Exercise description:
All of the listing below must be repeated word for word. Pictures are the only thing to omit.

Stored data

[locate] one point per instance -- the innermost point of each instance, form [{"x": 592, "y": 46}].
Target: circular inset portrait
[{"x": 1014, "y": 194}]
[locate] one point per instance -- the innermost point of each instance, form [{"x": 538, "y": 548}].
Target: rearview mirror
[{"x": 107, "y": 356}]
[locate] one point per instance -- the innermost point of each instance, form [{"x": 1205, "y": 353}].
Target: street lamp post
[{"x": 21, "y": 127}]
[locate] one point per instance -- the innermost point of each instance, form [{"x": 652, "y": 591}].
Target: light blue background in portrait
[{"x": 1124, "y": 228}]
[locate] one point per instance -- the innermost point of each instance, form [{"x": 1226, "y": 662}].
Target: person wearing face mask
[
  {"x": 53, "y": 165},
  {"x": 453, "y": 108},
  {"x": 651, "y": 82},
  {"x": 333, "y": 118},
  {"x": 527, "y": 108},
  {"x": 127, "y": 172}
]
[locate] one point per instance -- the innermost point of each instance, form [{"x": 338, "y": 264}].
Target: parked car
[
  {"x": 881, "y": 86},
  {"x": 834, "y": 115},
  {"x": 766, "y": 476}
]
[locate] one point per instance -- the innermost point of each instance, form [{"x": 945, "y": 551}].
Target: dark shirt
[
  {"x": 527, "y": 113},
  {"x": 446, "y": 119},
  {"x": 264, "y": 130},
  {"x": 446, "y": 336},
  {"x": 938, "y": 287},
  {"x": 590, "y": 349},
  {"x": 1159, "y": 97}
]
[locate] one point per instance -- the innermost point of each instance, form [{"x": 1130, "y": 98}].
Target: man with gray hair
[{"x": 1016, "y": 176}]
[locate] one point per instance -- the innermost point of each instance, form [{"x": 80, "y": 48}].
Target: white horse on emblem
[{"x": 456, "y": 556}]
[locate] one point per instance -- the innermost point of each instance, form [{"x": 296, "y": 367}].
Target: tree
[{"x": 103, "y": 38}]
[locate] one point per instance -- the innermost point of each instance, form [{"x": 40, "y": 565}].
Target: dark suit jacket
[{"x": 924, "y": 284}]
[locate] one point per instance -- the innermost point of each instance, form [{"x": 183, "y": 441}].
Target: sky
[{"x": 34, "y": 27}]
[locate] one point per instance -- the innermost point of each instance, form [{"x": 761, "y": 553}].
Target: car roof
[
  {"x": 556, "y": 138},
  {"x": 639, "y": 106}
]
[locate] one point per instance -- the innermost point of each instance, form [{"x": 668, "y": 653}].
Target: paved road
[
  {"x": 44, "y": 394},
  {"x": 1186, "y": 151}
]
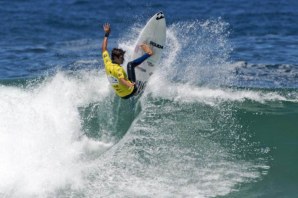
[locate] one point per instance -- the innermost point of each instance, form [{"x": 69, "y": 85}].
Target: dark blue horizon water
[
  {"x": 218, "y": 118},
  {"x": 38, "y": 37}
]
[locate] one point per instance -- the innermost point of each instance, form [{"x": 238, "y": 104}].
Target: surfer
[{"x": 123, "y": 84}]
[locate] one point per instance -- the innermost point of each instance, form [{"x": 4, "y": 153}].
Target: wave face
[{"x": 209, "y": 124}]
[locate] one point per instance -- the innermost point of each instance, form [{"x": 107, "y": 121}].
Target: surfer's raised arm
[{"x": 107, "y": 30}]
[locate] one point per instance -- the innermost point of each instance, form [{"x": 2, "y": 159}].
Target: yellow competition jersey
[{"x": 114, "y": 73}]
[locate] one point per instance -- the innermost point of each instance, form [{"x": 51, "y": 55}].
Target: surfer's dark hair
[{"x": 117, "y": 52}]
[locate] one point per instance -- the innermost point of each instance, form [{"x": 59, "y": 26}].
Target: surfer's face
[{"x": 119, "y": 59}]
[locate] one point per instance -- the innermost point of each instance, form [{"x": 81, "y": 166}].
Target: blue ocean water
[{"x": 218, "y": 118}]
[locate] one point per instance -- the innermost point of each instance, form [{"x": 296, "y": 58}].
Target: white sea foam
[{"x": 39, "y": 146}]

Completed task:
[locate] one point per instance -- the innermost point of each instance, form [{"x": 592, "y": 46}].
Target: circular inset portrait
[{"x": 1014, "y": 194}]
[locate] one point per instance -- the innermost point of each instance, form [{"x": 538, "y": 548}].
Target: rearview mirror
[{"x": 107, "y": 356}]
[locate] one point per instance -- the innermost point of each instance, form [{"x": 1205, "y": 353}].
Target: street lamp post
[{"x": 21, "y": 127}]
[locate] one point per instance -- the innermost point of each instance, form [{"x": 652, "y": 591}].
Target: light blue background in portrait
[{"x": 1124, "y": 228}]
[locate] one point per instance -- the innermost point of each instance, form [{"x": 1226, "y": 662}].
Target: person wearing face mask
[
  {"x": 53, "y": 165},
  {"x": 453, "y": 108},
  {"x": 651, "y": 82},
  {"x": 333, "y": 118},
  {"x": 527, "y": 108},
  {"x": 127, "y": 172}
]
[locate] one point per instance -- the innermost point of each instance, form [{"x": 338, "y": 264}].
Target: parked car
[
  {"x": 881, "y": 86},
  {"x": 834, "y": 115},
  {"x": 766, "y": 476}
]
[locate] one point per instance -- the innermost point of each instance, form [{"x": 945, "y": 551}].
Target: dark shirt
[
  {"x": 527, "y": 113},
  {"x": 446, "y": 119},
  {"x": 264, "y": 130},
  {"x": 446, "y": 336},
  {"x": 938, "y": 287},
  {"x": 590, "y": 349},
  {"x": 1159, "y": 97}
]
[locate] one point per instance -- the innermost point of each instance, form [{"x": 1130, "y": 98}].
Target: man with gray hair
[{"x": 1016, "y": 176}]
[locate] one point per instance -- the innermost point of each instance, form [{"x": 80, "y": 48}].
Target: white horse on emblem
[{"x": 456, "y": 556}]
[locate] one point per instance -- the innermost point of each instance, form [{"x": 296, "y": 367}].
Target: tree
[{"x": 103, "y": 38}]
[locate] one point per instance -- the innermost point of each instance, form [{"x": 40, "y": 565}].
Target: dark suit jacket
[{"x": 924, "y": 284}]
[locate] one point per instance -- the innermost point of each instance, form [{"x": 183, "y": 441}].
Target: sky
[{"x": 34, "y": 27}]
[locate] one point per instance -- the innermost point of each instance, form [{"x": 761, "y": 553}].
Target: car roof
[
  {"x": 556, "y": 138},
  {"x": 639, "y": 106}
]
[locate] one point per instance -- the innermost point of each instance, form [{"x": 668, "y": 653}].
Target: paved road
[
  {"x": 44, "y": 394},
  {"x": 1186, "y": 151}
]
[locate] one point per instance -- the innermost point of each instance, form [{"x": 69, "y": 85}].
Target: dark blue horizon water
[
  {"x": 218, "y": 118},
  {"x": 38, "y": 37}
]
[locate] one point per instance -- the innermost point of each instance, form [{"x": 238, "y": 104}].
Target: surfer
[{"x": 123, "y": 84}]
[locate] one point per instance -- the innermost point of each instance, form [{"x": 4, "y": 153}].
Target: wave face
[{"x": 209, "y": 124}]
[locate] one point per instance -- the innermost point of each instance, form [{"x": 107, "y": 121}].
Target: surfer's raised arm
[{"x": 107, "y": 30}]
[locate] one point per instance -- the innermost point of each instance, form [{"x": 2, "y": 159}].
Target: yellow competition jersey
[{"x": 114, "y": 73}]
[locate] one point per instance -- the innermost point of each instance, form [{"x": 51, "y": 55}].
Target: surfer's dark hair
[{"x": 117, "y": 52}]
[locate] one point per instance -- the innermost point of each instance, form [{"x": 59, "y": 26}].
Target: surfer's face
[{"x": 119, "y": 59}]
[locate] one point per instance -- the innermost point of each instance, form [{"x": 81, "y": 166}].
Target: blue ocean water
[{"x": 218, "y": 118}]
[locate] one point per instance -- the innermost point of each instance, form [{"x": 296, "y": 58}].
Target: white sea foam
[{"x": 39, "y": 146}]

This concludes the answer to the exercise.